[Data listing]

+ + + + + + +

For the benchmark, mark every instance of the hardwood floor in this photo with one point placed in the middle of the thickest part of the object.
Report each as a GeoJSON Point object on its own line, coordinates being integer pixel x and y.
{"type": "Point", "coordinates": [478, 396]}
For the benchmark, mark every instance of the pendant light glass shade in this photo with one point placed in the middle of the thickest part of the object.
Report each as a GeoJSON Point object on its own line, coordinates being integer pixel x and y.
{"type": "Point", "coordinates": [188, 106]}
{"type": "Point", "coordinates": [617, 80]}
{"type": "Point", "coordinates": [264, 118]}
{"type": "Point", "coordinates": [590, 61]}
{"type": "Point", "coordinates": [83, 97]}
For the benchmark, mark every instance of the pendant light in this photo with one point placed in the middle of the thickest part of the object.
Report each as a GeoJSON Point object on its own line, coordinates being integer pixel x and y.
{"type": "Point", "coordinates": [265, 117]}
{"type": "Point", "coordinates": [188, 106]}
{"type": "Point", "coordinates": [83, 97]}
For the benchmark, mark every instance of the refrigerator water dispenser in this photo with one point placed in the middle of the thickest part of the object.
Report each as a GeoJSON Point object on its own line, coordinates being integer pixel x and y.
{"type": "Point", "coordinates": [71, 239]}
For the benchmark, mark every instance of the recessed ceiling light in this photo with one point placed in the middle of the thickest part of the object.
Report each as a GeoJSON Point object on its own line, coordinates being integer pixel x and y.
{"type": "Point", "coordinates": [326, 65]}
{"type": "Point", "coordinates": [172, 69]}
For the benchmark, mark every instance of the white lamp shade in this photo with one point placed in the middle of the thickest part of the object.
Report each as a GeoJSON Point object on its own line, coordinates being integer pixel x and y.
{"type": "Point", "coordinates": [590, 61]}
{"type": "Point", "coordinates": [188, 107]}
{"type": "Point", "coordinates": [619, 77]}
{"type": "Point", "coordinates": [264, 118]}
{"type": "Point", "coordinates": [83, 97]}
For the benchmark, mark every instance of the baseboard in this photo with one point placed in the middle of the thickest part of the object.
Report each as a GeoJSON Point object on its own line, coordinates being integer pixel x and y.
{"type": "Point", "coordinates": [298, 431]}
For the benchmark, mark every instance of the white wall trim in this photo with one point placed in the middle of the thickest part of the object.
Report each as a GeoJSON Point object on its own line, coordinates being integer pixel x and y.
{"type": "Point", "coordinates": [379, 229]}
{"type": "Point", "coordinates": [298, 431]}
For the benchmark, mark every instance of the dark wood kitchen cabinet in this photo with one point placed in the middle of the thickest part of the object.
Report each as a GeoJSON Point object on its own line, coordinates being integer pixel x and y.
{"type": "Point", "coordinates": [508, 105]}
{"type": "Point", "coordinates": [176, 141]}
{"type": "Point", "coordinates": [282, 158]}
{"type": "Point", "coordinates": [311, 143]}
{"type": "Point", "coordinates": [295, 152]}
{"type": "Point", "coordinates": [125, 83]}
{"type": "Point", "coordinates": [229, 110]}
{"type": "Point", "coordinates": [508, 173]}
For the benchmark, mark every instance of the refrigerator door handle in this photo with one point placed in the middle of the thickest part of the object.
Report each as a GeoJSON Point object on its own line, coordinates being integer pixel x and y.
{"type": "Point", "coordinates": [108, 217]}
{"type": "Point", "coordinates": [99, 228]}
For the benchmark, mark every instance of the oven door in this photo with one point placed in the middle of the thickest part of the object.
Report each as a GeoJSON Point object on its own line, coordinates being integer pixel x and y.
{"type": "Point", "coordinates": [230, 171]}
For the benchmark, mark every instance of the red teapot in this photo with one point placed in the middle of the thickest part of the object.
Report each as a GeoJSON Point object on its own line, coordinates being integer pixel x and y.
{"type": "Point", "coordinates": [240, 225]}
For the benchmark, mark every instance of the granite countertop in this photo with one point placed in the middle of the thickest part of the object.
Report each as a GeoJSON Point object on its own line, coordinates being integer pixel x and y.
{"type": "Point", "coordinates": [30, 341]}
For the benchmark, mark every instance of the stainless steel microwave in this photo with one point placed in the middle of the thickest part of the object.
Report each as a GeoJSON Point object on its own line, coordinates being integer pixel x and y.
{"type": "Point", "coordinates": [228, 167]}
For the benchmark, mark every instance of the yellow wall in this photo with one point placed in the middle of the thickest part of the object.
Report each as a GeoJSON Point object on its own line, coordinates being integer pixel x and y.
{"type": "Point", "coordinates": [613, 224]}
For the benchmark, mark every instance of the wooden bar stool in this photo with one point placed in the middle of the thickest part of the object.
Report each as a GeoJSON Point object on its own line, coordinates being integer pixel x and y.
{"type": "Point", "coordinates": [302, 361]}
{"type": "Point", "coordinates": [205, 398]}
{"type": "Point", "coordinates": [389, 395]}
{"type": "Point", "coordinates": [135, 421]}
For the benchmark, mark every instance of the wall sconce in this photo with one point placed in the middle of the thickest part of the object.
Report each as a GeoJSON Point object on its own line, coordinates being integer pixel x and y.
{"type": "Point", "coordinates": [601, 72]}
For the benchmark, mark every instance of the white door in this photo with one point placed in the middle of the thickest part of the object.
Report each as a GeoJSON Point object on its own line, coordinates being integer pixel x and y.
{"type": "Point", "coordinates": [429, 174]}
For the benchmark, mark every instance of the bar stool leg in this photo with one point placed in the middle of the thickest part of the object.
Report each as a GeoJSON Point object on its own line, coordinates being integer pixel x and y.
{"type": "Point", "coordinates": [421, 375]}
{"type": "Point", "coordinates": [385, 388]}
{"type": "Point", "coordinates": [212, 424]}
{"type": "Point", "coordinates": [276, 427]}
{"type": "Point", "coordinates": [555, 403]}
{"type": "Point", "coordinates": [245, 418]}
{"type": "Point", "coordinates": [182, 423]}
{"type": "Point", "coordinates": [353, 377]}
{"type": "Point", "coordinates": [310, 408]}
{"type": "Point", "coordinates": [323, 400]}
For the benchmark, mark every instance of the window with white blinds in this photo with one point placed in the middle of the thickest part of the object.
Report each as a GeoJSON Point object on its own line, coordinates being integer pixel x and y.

+ + + + + + +

WHAT TO WORK ON
Reproduce every line of the data verbatim.

TASK RESPONSE
For the benchmark, mark every instance of the hardwood floor in this photo with one point placed in the middle of the thickest part of the object.
Report each as a GeoJSON Point object on its own line, coordinates being integer pixel x and y.
{"type": "Point", "coordinates": [478, 396]}
For the benchmark, mark every instance of the pendant light glass shade in this photo with one point placed in the middle of the thickest part of the object.
Report each as a GeoJSON Point object on its own line, coordinates being integer pixel x and y.
{"type": "Point", "coordinates": [188, 106]}
{"type": "Point", "coordinates": [617, 80]}
{"type": "Point", "coordinates": [264, 118]}
{"type": "Point", "coordinates": [590, 61]}
{"type": "Point", "coordinates": [83, 97]}
For the benchmark, mark every instance of the pendant light in this photo with one point placed in the middle of the thickest part of the object.
Report each as a GeoJSON Point object on its own line, coordinates being integer pixel x and y.
{"type": "Point", "coordinates": [265, 117]}
{"type": "Point", "coordinates": [188, 106]}
{"type": "Point", "coordinates": [83, 97]}
For the benchmark, mark every instance of the refrigerator water dispenser in this photo with one point placed in the middle of the thickest part of the object.
Report each as a GeoJSON Point object on its own line, coordinates being integer pixel x and y.
{"type": "Point", "coordinates": [71, 239]}
For the benchmark, mark every instance of the recessed ceiling light in this photo with one point placed in the middle of the thickest part of the object.
Report each as a GeoJSON Point object on its own line, coordinates being integer pixel x and y.
{"type": "Point", "coordinates": [326, 65]}
{"type": "Point", "coordinates": [172, 69]}
For the benchmark, mark every instance of the white lamp shade in this photo with one point placed in the middle of the thickest part of the object.
Report each as a GeoJSON Point object on its own line, coordinates being integer pixel x and y.
{"type": "Point", "coordinates": [590, 61]}
{"type": "Point", "coordinates": [188, 107]}
{"type": "Point", "coordinates": [619, 77]}
{"type": "Point", "coordinates": [264, 118]}
{"type": "Point", "coordinates": [83, 97]}
For the benchmark, mark every instance of the baseboard in this photo with one point placed in the middle of the thickest part of the object.
Report each as a GeoJSON Point object on its own line, coordinates being integer pixel x and y.
{"type": "Point", "coordinates": [298, 431]}
For the benchmark, mark every instance of the white wall trim in this photo with one point placed in the middle of the thickest part of the object.
Report each as a GeoJSON Point object on its own line, coordinates being integer pixel x and y.
{"type": "Point", "coordinates": [379, 229]}
{"type": "Point", "coordinates": [298, 431]}
For the benchmark, mark every instance of the dark wood kitchen cabinet in this photo with one point placed in the middle of the thickest part of the object.
Report each as a GeoJSON Point object on its own line, coordinates being integer pixel x and y.
{"type": "Point", "coordinates": [508, 105]}
{"type": "Point", "coordinates": [176, 141]}
{"type": "Point", "coordinates": [282, 158]}
{"type": "Point", "coordinates": [311, 143]}
{"type": "Point", "coordinates": [295, 152]}
{"type": "Point", "coordinates": [125, 83]}
{"type": "Point", "coordinates": [229, 110]}
{"type": "Point", "coordinates": [508, 173]}
For the benchmark, mark every instance of the refrigerator door handle in this photo with one point placed in the middle of the thickest part of the object.
Report each as a GeoJSON Point object on its own line, coordinates being integer pixel x and y.
{"type": "Point", "coordinates": [108, 217]}
{"type": "Point", "coordinates": [99, 228]}
For the benchmark, mark every instance of the oven door in this photo with one point placed in the middle of the thickest part of the object.
Report each as a GeoJSON Point object on its own line, coordinates being integer pixel x and y.
{"type": "Point", "coordinates": [230, 171]}
For the benchmark, mark every instance of the red teapot in this photo with one point placed in the middle of the thickest part of the object.
Report each as a GeoJSON Point object on its own line, coordinates being integer pixel x and y.
{"type": "Point", "coordinates": [240, 225]}
For the benchmark, mark every instance of the granite countertop in this photo with one point placed in the middle of the thickest part of the object.
Report each as a GeoJSON Point object on its own line, coordinates being integer pixel x and y.
{"type": "Point", "coordinates": [30, 341]}
For the benchmark, mark every instance of the stainless steel microwave in this photo with one point placed in the middle of the thickest part of the object.
Report each as a GeoJSON Point object on its own line, coordinates being integer pixel x and y.
{"type": "Point", "coordinates": [228, 167]}
For the benchmark, mark every instance of the yellow wall in this photo with one point placed in the middle of the thickest part of the object.
Report each as a GeoJSON Point object on its own line, coordinates being integer pixel x and y.
{"type": "Point", "coordinates": [613, 224]}
For the benchmark, mark every instance of the wooden bar stool in this photo with one point placed in the middle of the thickest part of the object.
Report each as a GeoJSON Point object on its own line, coordinates being integer pixel x and y.
{"type": "Point", "coordinates": [302, 361]}
{"type": "Point", "coordinates": [205, 398]}
{"type": "Point", "coordinates": [389, 395]}
{"type": "Point", "coordinates": [135, 421]}
For the benchmark, mark every instance of the wall sconce in this photo with one point placed in the middle of the thickest part of the object.
Report each as a GeoJSON Point object on its own line, coordinates being integer pixel x and y.
{"type": "Point", "coordinates": [601, 72]}
For the benchmark, mark every instance of the white door in this photo with one point placed in the middle of the thickest part of the object.
Report each as a GeoJSON Point object on its own line, coordinates being integer pixel x and y.
{"type": "Point", "coordinates": [429, 174]}
For the benchmark, mark every instance of the bar stool leg in this photo with one point placed in the middle of the thickest part of the object.
Report each as a GeoJSON Point object on its own line, coordinates being integer pixel x and y.
{"type": "Point", "coordinates": [421, 375]}
{"type": "Point", "coordinates": [385, 388]}
{"type": "Point", "coordinates": [212, 424]}
{"type": "Point", "coordinates": [276, 427]}
{"type": "Point", "coordinates": [555, 403]}
{"type": "Point", "coordinates": [245, 418]}
{"type": "Point", "coordinates": [182, 423]}
{"type": "Point", "coordinates": [353, 377]}
{"type": "Point", "coordinates": [310, 408]}
{"type": "Point", "coordinates": [323, 400]}
For the benchmark, mark every instance of the window with white blinds in this photo with one point placed in the middle of the thickest part of the object.
Report each as a GeoJSON Point object on its own line, coordinates being integer pixel x and y.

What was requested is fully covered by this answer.